◆ What is asked
Rewrite every line of the rows below, from the line containing "Flashcard Front: What region of the image contains the concrete" down to the line containing "46,231,369,336", both included. Raise each bounding box coordinate in the answers by 139, and leave the requests, including their x1,y1,x2,y2 pattern, unchanged.

[START Working data]

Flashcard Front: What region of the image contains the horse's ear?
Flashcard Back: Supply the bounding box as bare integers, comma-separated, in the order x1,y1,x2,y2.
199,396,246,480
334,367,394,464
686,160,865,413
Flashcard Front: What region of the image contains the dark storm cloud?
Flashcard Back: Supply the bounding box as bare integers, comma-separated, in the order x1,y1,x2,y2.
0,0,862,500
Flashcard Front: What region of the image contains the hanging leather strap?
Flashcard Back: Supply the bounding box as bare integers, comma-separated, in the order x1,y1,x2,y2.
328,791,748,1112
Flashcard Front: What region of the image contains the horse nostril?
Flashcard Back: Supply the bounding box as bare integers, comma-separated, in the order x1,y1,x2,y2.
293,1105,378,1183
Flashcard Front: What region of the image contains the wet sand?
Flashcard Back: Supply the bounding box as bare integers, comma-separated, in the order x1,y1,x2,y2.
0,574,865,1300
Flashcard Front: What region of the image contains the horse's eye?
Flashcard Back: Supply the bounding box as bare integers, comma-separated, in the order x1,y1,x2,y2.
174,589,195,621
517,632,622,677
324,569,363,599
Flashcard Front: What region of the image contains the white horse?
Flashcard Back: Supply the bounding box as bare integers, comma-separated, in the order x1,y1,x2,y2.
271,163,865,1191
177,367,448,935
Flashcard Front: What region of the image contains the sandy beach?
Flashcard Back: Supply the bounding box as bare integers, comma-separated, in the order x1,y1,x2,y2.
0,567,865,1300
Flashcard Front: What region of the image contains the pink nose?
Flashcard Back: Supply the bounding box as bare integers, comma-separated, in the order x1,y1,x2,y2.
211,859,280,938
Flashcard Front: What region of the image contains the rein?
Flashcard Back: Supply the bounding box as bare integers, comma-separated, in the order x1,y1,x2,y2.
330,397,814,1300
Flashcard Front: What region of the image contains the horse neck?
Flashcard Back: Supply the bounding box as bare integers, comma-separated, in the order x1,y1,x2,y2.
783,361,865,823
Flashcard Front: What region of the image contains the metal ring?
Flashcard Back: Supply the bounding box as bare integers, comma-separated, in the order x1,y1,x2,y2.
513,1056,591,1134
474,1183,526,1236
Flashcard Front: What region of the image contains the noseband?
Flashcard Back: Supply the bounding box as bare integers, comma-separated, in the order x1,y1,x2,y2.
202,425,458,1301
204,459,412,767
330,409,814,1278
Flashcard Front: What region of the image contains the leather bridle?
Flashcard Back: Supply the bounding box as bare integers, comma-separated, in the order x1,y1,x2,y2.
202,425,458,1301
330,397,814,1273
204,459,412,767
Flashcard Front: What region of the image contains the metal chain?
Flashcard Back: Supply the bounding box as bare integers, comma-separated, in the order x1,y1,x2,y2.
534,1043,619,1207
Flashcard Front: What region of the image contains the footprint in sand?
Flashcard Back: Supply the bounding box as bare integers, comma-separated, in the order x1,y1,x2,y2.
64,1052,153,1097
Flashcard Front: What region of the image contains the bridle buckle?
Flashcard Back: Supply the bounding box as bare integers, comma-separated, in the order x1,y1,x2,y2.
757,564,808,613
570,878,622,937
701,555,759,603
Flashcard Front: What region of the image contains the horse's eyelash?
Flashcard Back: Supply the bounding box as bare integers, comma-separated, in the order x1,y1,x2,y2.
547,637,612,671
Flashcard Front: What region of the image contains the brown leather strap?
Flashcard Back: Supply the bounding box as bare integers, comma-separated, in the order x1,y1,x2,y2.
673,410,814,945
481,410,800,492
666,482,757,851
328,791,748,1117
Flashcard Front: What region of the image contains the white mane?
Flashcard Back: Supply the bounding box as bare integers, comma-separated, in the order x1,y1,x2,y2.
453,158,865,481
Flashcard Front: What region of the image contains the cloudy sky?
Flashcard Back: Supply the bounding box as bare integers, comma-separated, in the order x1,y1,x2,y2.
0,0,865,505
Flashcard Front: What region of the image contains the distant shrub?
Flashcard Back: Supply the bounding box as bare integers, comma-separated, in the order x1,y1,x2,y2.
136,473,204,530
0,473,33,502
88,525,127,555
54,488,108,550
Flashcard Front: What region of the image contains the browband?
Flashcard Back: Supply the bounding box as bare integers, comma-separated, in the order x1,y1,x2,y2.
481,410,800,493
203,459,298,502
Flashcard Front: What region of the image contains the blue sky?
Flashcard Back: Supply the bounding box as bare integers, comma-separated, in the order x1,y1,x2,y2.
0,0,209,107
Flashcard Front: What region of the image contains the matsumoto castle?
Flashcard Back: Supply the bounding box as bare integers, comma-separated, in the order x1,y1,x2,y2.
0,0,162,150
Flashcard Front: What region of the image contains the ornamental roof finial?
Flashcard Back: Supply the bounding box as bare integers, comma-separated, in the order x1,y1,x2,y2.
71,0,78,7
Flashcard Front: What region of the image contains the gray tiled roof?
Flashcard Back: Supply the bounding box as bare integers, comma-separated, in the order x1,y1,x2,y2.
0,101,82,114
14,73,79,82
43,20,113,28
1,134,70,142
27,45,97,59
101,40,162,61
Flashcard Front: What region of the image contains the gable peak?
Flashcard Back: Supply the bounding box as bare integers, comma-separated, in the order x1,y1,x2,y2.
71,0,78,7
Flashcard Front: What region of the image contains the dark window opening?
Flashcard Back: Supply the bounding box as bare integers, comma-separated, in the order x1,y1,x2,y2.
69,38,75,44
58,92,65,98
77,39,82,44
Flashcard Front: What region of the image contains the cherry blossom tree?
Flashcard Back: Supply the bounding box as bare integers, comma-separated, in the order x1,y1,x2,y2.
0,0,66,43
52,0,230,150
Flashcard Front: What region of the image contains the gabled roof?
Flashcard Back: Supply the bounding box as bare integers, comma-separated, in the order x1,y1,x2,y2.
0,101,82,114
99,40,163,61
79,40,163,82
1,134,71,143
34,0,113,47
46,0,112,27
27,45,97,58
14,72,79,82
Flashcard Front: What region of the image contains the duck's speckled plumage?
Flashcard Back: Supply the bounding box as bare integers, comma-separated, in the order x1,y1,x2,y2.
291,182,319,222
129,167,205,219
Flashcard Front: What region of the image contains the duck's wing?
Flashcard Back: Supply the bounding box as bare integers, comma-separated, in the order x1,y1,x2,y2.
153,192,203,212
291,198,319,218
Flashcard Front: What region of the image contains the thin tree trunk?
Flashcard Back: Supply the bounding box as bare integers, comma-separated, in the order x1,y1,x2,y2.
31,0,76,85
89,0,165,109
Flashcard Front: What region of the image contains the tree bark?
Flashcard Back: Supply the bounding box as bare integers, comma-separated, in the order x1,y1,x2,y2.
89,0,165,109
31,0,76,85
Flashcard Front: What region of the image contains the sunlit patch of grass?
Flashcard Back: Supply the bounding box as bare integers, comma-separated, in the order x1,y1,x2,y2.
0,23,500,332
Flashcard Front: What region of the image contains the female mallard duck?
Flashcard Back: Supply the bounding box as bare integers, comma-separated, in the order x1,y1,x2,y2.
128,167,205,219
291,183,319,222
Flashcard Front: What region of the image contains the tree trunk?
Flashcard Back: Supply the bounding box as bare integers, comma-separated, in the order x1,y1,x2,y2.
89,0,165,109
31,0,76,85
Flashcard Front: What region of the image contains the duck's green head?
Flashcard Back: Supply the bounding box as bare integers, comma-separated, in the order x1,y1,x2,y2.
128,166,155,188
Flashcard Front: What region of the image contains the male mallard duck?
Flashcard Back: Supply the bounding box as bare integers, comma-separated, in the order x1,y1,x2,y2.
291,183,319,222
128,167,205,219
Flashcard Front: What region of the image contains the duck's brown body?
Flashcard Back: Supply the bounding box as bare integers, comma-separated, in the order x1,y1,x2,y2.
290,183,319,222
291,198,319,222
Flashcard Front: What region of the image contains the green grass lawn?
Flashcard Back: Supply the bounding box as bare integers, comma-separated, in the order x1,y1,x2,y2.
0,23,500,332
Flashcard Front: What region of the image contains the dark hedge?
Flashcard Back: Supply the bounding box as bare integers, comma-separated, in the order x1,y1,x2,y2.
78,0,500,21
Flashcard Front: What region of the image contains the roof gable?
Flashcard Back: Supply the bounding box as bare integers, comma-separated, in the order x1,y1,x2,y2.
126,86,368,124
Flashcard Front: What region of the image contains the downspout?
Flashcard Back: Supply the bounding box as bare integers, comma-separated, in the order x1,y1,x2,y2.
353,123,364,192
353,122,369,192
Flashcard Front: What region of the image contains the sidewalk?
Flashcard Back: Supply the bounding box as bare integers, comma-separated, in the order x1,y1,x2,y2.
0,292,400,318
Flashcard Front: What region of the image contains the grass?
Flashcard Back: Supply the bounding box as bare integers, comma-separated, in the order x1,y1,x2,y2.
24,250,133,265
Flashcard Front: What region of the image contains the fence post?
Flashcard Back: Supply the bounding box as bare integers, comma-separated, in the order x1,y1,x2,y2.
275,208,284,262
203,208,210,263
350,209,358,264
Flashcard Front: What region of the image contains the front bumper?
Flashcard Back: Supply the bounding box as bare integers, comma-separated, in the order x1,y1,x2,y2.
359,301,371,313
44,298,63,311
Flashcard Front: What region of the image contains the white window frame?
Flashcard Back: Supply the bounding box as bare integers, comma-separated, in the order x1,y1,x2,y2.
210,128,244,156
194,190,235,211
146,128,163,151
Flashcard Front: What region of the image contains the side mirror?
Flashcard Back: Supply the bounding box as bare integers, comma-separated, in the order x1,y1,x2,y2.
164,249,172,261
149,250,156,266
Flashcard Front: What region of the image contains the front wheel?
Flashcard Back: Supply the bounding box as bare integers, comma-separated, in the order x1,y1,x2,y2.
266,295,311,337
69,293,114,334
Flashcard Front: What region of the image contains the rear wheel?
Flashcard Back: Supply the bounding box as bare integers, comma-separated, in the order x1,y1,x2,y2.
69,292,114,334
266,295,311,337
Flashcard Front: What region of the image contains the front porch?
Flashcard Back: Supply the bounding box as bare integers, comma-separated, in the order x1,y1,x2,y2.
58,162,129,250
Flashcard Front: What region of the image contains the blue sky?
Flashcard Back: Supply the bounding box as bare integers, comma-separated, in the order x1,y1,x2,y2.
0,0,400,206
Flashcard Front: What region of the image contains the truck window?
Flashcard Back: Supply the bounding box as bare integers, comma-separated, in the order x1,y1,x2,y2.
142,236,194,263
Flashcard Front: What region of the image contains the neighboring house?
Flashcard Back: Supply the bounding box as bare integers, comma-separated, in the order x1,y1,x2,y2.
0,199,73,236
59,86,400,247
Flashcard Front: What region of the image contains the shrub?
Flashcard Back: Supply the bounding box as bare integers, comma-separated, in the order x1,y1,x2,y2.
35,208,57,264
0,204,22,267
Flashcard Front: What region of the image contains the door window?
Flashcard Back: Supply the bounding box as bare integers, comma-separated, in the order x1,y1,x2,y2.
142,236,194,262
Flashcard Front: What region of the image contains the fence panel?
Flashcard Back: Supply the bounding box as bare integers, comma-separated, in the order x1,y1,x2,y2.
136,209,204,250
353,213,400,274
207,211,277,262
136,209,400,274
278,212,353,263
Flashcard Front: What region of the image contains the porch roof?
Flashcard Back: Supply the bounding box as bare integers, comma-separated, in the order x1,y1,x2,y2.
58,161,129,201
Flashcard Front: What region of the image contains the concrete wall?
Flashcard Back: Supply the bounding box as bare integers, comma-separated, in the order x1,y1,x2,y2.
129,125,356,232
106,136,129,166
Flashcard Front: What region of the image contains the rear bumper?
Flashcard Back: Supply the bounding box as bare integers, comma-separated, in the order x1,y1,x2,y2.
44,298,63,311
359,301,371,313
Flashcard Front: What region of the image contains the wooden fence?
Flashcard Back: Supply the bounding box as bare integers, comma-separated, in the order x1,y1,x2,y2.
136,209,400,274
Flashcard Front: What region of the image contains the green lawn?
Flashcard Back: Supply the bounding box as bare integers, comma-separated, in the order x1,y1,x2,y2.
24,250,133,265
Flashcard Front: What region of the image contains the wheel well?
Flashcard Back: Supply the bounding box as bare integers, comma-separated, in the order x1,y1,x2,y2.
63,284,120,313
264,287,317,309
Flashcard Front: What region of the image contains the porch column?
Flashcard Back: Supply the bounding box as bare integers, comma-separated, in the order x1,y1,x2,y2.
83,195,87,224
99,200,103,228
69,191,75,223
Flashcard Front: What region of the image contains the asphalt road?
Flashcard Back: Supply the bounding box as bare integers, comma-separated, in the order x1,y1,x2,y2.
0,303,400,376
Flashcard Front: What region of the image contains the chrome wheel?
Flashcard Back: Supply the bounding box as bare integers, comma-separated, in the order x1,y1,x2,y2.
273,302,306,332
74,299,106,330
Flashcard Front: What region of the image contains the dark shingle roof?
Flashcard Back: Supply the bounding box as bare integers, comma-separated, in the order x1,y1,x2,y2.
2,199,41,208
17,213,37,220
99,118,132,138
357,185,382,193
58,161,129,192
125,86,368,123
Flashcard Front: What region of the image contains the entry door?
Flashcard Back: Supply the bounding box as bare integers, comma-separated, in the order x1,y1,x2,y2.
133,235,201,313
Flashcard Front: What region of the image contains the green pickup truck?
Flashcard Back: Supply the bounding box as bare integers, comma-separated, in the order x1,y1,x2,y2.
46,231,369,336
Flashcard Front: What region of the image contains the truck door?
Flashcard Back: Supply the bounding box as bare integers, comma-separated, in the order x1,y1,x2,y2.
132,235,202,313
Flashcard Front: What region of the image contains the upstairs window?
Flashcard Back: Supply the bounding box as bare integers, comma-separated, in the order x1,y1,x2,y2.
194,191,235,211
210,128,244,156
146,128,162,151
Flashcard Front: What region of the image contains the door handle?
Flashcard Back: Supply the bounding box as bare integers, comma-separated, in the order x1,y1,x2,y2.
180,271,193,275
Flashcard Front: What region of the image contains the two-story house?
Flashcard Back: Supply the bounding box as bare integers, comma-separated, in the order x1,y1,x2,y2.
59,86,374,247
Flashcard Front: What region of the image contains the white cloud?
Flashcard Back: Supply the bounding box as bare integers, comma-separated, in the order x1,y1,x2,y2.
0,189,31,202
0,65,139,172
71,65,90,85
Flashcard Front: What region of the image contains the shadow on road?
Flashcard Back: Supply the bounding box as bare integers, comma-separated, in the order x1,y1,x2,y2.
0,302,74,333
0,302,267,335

[END Working data]

◆ Output
Flashcard Front: What region of the image contains the concrete wall?
Flashcard Back: Supply the bounding box as bare integers, comma-separated, in the order x1,y1,x2,y2.
268,264,495,371
245,275,268,305
Flashcard Front: What region of the image contains the rear bumper?
Flashcard Back: Supply the bounding box as bare integers, comma-separated, in the order x1,y1,x2,y2.
183,437,202,450
498,440,510,452
Flashcard Front: What region of the image contains the wooden fence?
Flashcard Back: Supply the bounding box as bare integers, comma-separated, in the order x1,y1,x2,y2.
275,348,539,413
Flashcard Front: What region of the image contains the green lawn?
Flashcard Back: Supply the bounding box as bare integers, comma-separated, in the order x1,y1,x2,y2.
163,389,272,404
Flashcard Front: What region of the image contains the wheel well?
Flashcard Back: Supply the bounding box as bare integers, comma-separated, in the order x1,y1,x2,y2.
202,423,259,452
403,426,456,448
Flashcard Front: What region of the image contains the porch column?
Flashcard Back: Supply the bounding box as bare integers, comma-separated, in the order x1,y1,x2,y2.
222,334,226,363
238,339,242,367
208,330,214,362
Flashcard Front: What region of the image contains the asphalt road?
Flashcard Back: Supply the bounding box as bare integers, comma-separated, in the order x1,y1,x2,y2.
139,442,539,515
Flashcard Front: What region of the image contains the chrome wheel?
Flashcard Back: Supply the bounding box as bare integers, comma-separated, in the order x1,y1,x2,y2.
412,441,445,471
213,438,245,469
Flashcard Front: What region of the image contains the dark shingle roof?
Flashcard Back: Supply the bounding box as bare integers, comma-separated, in the order x1,y1,x2,y2.
141,338,180,347
156,352,176,359
238,257,271,277
496,324,521,332
197,300,268,331
264,225,507,262
Flashcard Front: What region of the image contains the entry door?
Flashcard Back: Supply the bounding box as bare integers, comma-separated, in the order x1,y1,x2,y2.
272,374,340,452
Flashcard Front: What region of the image contains the green pickup truck?
Flashcard Back: Supply the bounding box as bare integers, comma-separated, in the order x1,y1,x2,y2.
185,370,508,475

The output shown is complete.